#### PASSAGE SHOWN

[Start of section]

We invite you to read this enlightening article co-authored by three members of the team at the Albert-Prévost Mental Health Centre. Thanks to the authors for this glimpse into history.
After returning from Paris where he had completed his post-doctoral studies in neurology, Dr Albert Prévost founded the Albert-Prévost Sanitarium in Cartierville in 1919. Adopting a highly innovative approach at a time when the mentally ill were generally confined to asylums, he received people suffering from neuroses, mild psychoses, addictions and neurasthenia, collectively referred to as nervous disorders. With the indispensable help of Dr Edgar Langlois and Nurse Charlotte Tassé, medical treatments were given using an approach that combined psychotherapy and community therapy. After Dr. Albert-Prévost died in a car accident in 1926, nurses Tassé and Lépine continued to run the establishment, ensuring its survival and maintaining a high standard of care.
Having been renamed the Albert-Prévost Institute in 1955, the mental health centre played a pioneering role the development of psychiatry in Quebec by adopting therapeutic approaches that had gained favour in the United States and Europe, and by focusing on patient-centred treatment as opposed to therapies aimed solely at treating the illness. Dr Camille Laurin played a pivotal role at this time by ensuring a transition from compassionate treatment to therapy based on specific psychiatric issues, using approaches that were evolving rapidly in this era.
In the sixties, the community-based approach to psychiatry, based on a network of neighbourhood clinics, improved access to local mental health resources and treatment teams by bringing them closer to the populations they served; prevention became an important focus for these teams.
In 1972, the Institute became the Albert-Prévost Pavilion at Montreal’s Sacré-Coeur Hospital.
Another major development came in the 1990s, when the entire staff was reorganized into program-oriented clinics, with the intention of offering a range of therapies considered appropriate for each specific condition.
The overall effect of this initiative–tailoring care to patients by taking into consideration their personal and social situation—has made the Albert-Prévost Pavilion an outstanding teaching environment in psychiatry that receives up to half of the psychiatry residents studying at the University of Montreal, as well as nurses, psychologists and physiotherapists doing stages.

[End of section]

[Data items]
[Start of section]

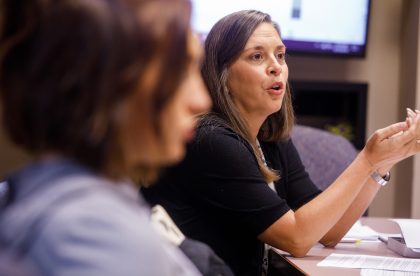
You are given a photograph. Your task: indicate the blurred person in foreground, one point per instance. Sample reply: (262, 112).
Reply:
(97, 91)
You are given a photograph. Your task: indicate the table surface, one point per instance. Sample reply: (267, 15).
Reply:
(308, 264)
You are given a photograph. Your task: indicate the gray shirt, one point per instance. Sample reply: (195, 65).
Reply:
(101, 229)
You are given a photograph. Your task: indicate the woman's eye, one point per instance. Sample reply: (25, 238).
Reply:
(257, 57)
(281, 56)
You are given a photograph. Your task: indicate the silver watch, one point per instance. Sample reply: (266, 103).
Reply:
(382, 180)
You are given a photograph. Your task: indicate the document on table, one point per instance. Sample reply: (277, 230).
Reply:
(377, 272)
(360, 232)
(410, 229)
(374, 262)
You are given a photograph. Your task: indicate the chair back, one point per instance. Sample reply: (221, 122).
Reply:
(325, 155)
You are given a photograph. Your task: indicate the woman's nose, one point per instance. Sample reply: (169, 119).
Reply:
(200, 101)
(274, 68)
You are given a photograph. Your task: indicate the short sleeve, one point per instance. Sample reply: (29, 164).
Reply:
(227, 179)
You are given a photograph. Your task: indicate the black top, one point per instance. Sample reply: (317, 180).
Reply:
(217, 194)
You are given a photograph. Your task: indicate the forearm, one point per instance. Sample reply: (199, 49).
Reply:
(352, 214)
(318, 216)
(297, 232)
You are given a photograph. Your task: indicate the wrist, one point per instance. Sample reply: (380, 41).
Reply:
(381, 179)
(366, 162)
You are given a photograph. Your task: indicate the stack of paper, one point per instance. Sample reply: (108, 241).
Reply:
(410, 229)
(360, 232)
(372, 262)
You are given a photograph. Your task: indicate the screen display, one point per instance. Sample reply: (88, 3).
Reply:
(337, 27)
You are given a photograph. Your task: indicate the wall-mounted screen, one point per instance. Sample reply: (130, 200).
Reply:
(337, 27)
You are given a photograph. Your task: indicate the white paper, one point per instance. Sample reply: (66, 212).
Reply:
(360, 232)
(374, 262)
(377, 272)
(410, 230)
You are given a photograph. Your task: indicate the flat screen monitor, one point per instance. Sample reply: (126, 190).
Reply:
(332, 27)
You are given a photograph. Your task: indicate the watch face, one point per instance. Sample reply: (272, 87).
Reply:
(381, 180)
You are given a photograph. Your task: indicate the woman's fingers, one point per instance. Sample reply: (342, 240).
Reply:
(394, 130)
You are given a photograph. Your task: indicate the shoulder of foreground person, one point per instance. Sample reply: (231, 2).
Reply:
(98, 231)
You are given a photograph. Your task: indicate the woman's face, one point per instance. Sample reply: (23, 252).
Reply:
(141, 143)
(257, 79)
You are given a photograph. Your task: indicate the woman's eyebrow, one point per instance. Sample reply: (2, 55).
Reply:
(260, 47)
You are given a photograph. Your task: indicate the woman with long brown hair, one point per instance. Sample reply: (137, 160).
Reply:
(97, 91)
(242, 186)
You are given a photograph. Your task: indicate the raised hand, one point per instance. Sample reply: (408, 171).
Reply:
(394, 143)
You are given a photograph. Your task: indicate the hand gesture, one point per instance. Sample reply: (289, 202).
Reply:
(394, 143)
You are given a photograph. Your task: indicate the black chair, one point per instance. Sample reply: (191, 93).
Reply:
(325, 155)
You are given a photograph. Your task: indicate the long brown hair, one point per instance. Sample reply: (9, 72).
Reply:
(223, 45)
(67, 65)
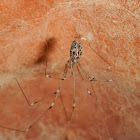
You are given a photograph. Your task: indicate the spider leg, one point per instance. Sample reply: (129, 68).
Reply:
(30, 104)
(73, 73)
(94, 96)
(40, 117)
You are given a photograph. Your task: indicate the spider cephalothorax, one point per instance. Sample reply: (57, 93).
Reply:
(75, 52)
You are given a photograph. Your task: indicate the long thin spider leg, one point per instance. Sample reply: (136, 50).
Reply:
(79, 22)
(94, 96)
(49, 76)
(64, 76)
(31, 104)
(39, 118)
(73, 73)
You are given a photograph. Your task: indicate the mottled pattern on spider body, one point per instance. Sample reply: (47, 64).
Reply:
(75, 52)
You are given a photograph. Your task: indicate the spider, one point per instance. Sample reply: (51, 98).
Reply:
(72, 64)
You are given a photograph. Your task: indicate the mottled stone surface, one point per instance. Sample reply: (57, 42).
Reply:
(111, 27)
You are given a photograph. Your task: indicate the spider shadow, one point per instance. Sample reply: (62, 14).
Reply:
(48, 47)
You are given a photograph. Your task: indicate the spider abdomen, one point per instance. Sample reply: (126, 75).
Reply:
(75, 52)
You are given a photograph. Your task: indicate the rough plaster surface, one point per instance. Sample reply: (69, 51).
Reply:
(112, 28)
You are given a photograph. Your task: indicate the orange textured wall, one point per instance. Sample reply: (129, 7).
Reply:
(38, 30)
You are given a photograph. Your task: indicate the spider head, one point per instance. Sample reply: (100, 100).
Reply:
(75, 52)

[End of section]

#### EXERCISE GOAL
Print everything in the passage about the history of the Albert-Prévost centre from "After returning from" down to "standard of care.". Rely only on the passage about the history of the Albert-Prévost centre.

#### RESPONSE TO THIS TASK
After returning from Paris where he had completed his post-doctoral studies in neurology, Dr Albert Prévost founded the Albert-Prévost Sanitarium in Cartierville in 1919. Adopting a highly innovative approach at a time when the mentally ill were generally confined to asylums, he received people suffering from neuroses, mild psychoses, addictions and neurasthenia, collectively referred to as nervous disorders. With the indispensable help of Dr Edgar Langlois and Nurse Charlotte Tassé, medical treatments were given using an approach that combined psychotherapy and community therapy. After Dr. Albert-Prévost died in a car accident in 1926, nurses Tassé and Lépine continued to run the establishment, ensuring its survival and maintaining a high standard of care.